EXTRACTED INFORMATION section start
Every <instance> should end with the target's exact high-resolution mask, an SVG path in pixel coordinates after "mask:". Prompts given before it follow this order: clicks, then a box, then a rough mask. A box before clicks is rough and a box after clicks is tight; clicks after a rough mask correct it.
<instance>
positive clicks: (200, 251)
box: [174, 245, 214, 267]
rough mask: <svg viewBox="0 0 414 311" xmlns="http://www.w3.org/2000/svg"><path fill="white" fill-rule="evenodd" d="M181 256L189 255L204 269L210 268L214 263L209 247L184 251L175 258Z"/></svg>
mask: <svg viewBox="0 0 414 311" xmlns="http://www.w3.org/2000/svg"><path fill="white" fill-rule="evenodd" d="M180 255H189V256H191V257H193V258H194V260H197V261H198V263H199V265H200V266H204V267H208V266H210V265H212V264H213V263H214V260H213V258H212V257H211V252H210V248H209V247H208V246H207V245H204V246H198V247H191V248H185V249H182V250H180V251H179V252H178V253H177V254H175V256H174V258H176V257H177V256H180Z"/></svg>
EXTRACTED INFORMATION section end
*TO DO*.
Word for word, restate the lines above.

*EXPECTED ANSWER*.
Every <instance> should end with the target's exact high-resolution mask, an SVG path in pixel coordinates after "mask:". Prompts given before it follow this order: clicks, then a box, then a rough mask. A box before clicks is rough and a box after clicks is tight; clicks after a rough mask correct it.
<instance>
positive clicks: (200, 251)
box: [174, 245, 214, 267]
rough mask: <svg viewBox="0 0 414 311" xmlns="http://www.w3.org/2000/svg"><path fill="white" fill-rule="evenodd" d="M181 256L189 255L204 269L210 268L214 263L209 247L184 251L175 258Z"/></svg>
mask: <svg viewBox="0 0 414 311" xmlns="http://www.w3.org/2000/svg"><path fill="white" fill-rule="evenodd" d="M180 255H189V256H191V257H193V258H194V260H197V261H198V263H199V265H200V266H204V267H208V266H210V265H212V264H213V263H214V260H213V258H212V257H211V252H210V248H209V247H208V246H207V245H204V246H198V247H191V248H185V249H182V250H180V251H179V252H178V253H177V254H175V256H174V258H176V257H177V256H180Z"/></svg>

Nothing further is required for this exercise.